### Tugas Latihan
**a)** Sebutkan semua sektor yang dibandingkan dalam kutipan teks sebagai penyebab penurunan emisi polusi di beberapa negara.
**b)** Kembalikan bagian kutipan teks yang dimulai dengan "Ketika aktivitas ekonomi" dan berlanjut sampai "listrik atau bangunan.", tanpa mengubah satu kata pun.

### Kutipan Teks

Ketika aktivitas ekonomi menurun, polusi yang mengalir ke udara, air, dan tanah lebih sedikit. Daerah perkotaan mengalami langit yang lebih bersih. Penurunan permintaan energi pun mengurangi konsumsi bahan bakar fosil yang kemudian menurunkan gas rumah kaca (GRK). Di beberapa negara, penurunan emisi polusi lebih disebabkan oleh perubahan di sektor transportasi daripada pembangkit listrik atau bangunan.


Sebagai contoh, pencemaran dari arus lalu lintas menjadi sumber utama emisi NO2. Selama pandemi, konsentrasi NO2 di permukaan tanah menurun di banyak negara ketika mereka menerapkan tindakan penghentian ekonomi (Venter et al., 2020). Pada sisi lain, pembuangan personal protective equipment (PPE), termasuk masker wajah, sarung tangan, dan limbah rumah sakit menyebabkan dampak lingkungan yang negatif. Dengan demikian, pandemi ini berdampak secara positif dan juga negatif.

(Entri Tersimpan)
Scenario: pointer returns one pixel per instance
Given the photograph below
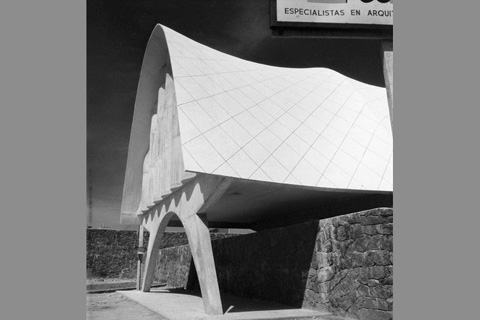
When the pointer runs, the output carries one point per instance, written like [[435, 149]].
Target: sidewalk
[[188, 305]]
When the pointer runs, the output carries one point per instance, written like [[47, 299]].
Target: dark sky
[[117, 35]]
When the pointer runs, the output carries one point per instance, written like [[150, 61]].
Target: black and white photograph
[[239, 160]]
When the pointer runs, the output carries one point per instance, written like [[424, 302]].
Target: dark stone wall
[[343, 265], [112, 253], [352, 270]]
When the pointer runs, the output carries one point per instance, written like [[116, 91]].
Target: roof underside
[[262, 205]]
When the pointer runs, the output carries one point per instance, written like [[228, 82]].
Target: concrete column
[[154, 240], [387, 57], [201, 247], [140, 262]]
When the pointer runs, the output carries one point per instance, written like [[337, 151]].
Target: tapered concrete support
[[188, 202], [156, 229], [387, 55]]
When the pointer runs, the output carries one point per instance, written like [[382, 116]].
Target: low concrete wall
[[342, 265]]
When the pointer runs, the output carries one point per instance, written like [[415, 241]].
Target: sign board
[[357, 12]]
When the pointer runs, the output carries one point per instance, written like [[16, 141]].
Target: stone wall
[[112, 253], [343, 265], [352, 270]]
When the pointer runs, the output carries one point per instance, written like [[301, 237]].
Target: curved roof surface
[[301, 126], [311, 127]]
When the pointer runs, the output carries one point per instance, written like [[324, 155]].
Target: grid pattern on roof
[[311, 127]]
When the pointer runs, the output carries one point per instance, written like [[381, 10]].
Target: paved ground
[[177, 304], [114, 306], [163, 304]]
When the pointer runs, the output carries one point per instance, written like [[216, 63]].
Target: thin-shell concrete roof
[[309, 127]]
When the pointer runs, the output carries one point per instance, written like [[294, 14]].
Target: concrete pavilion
[[218, 141]]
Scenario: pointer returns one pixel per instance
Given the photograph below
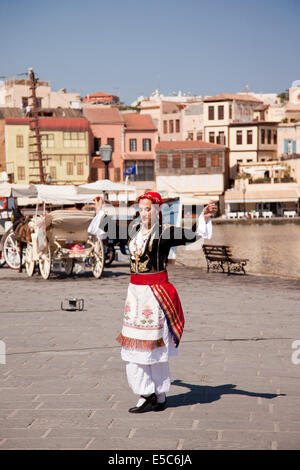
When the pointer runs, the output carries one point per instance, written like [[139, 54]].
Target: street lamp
[[106, 153]]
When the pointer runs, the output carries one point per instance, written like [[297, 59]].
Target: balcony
[[287, 179]]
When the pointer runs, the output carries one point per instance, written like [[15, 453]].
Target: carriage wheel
[[45, 263], [29, 262], [97, 260], [2, 259], [69, 265], [11, 251]]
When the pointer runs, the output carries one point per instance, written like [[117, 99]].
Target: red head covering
[[153, 197]]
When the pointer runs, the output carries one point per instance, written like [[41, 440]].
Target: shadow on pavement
[[208, 394]]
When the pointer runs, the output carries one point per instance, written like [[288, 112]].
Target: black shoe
[[152, 399], [160, 406]]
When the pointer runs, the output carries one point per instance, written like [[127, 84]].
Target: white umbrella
[[17, 190], [61, 194], [103, 186]]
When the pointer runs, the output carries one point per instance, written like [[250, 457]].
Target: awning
[[139, 156], [199, 200]]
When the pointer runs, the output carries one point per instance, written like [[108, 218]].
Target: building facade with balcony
[[65, 150], [222, 110], [193, 169], [251, 142], [15, 93], [106, 126], [140, 139]]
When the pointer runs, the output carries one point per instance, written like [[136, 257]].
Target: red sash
[[167, 297]]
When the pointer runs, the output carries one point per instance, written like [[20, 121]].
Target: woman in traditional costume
[[153, 318]]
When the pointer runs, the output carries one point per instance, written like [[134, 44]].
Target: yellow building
[[65, 150]]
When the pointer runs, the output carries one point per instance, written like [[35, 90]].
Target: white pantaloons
[[145, 379]]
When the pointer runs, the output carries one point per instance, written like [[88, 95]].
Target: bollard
[[72, 304]]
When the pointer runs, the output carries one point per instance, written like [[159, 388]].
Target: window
[[221, 138], [215, 160], [176, 163], [239, 137], [163, 161], [202, 161], [220, 112], [249, 137], [19, 141], [269, 136], [97, 145], [211, 113], [94, 174], [53, 172], [21, 172], [111, 142], [147, 145], [211, 137], [132, 145], [70, 168], [189, 161], [117, 174], [25, 101], [74, 139], [80, 169], [144, 169], [47, 140]]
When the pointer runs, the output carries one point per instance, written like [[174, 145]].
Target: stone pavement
[[234, 383]]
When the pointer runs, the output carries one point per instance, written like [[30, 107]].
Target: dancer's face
[[148, 213]]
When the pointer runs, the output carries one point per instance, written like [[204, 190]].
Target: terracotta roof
[[186, 145], [232, 97], [138, 122], [17, 121], [261, 107], [100, 93], [10, 113], [101, 115], [64, 123], [53, 123]]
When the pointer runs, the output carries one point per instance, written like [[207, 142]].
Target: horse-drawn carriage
[[61, 238]]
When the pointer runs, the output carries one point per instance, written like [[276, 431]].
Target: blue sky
[[132, 47]]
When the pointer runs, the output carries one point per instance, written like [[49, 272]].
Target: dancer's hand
[[209, 211], [98, 203]]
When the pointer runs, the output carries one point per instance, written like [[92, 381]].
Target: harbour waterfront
[[235, 384], [272, 247]]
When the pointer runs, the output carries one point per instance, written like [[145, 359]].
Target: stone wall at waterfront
[[272, 247]]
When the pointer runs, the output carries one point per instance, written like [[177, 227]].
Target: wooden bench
[[219, 255]]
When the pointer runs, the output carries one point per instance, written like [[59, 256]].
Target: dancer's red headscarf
[[156, 199]]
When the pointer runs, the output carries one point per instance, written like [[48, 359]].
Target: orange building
[[102, 98]]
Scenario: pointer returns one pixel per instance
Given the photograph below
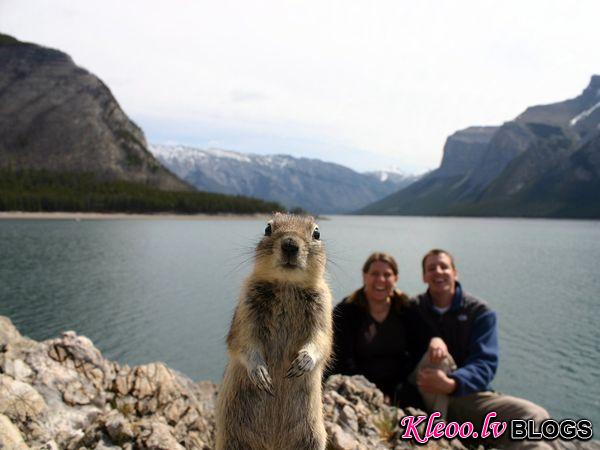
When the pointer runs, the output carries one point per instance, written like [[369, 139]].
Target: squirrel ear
[[316, 233], [268, 229]]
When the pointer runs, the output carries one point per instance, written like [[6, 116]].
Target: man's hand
[[437, 350], [435, 381]]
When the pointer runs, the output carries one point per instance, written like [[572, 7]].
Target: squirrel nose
[[289, 247]]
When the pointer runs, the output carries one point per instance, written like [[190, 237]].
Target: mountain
[[66, 144], [311, 184], [544, 163], [58, 117]]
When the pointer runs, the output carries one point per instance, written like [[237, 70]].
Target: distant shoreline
[[77, 216]]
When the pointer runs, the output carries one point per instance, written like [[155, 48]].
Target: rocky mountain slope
[[544, 163], [58, 117], [313, 185]]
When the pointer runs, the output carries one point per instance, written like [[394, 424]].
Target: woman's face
[[379, 281]]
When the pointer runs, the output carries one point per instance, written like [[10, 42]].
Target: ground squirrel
[[278, 344]]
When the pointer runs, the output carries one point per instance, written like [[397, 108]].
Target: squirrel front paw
[[259, 375], [303, 363]]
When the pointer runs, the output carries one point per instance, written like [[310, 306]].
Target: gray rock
[[77, 399], [10, 436]]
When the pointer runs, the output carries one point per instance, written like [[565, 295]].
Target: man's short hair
[[437, 252], [383, 257]]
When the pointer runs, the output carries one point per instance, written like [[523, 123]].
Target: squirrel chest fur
[[278, 345]]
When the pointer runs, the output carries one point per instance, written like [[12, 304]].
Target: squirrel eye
[[316, 233]]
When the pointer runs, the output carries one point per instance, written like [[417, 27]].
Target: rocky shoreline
[[63, 394]]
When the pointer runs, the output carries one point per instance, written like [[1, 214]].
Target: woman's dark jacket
[[379, 351]]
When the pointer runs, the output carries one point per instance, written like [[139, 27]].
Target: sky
[[368, 84]]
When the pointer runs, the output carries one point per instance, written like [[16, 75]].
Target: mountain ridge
[[514, 173], [311, 184]]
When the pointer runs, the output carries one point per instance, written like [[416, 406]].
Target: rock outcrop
[[63, 394], [58, 117]]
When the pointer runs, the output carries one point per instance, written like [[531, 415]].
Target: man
[[458, 368]]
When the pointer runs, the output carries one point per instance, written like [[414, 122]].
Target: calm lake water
[[147, 290]]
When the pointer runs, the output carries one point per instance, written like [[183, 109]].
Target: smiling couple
[[438, 351]]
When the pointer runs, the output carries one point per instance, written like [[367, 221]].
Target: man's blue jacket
[[469, 330]]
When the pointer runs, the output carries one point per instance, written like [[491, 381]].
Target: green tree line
[[33, 190]]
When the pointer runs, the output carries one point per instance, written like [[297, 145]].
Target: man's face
[[439, 274]]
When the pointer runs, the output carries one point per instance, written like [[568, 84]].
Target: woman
[[370, 326]]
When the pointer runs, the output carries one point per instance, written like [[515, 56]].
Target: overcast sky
[[367, 84]]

### Kunci Jawaban
**a)** Transportasi, pembangkit listrik, dan bangunan.

**b)**
Ketika aktivitas ekonomi menurun, polusi yang mengalir ke udara, air, dan tanah lebih sedikit. Daerah perkotaan mengalami langit yang lebih bersih. Penurunan permintaan energi pun mengurangi konsumsi bahan bakar fosil yang kemudian menurunkan gas rumah kaca (GRK). Di beberapa negara, penurunan emisi polusi lebih disebabkan oleh perubahan di sektor transportasi daripada pembangkit listrik atau bangunan.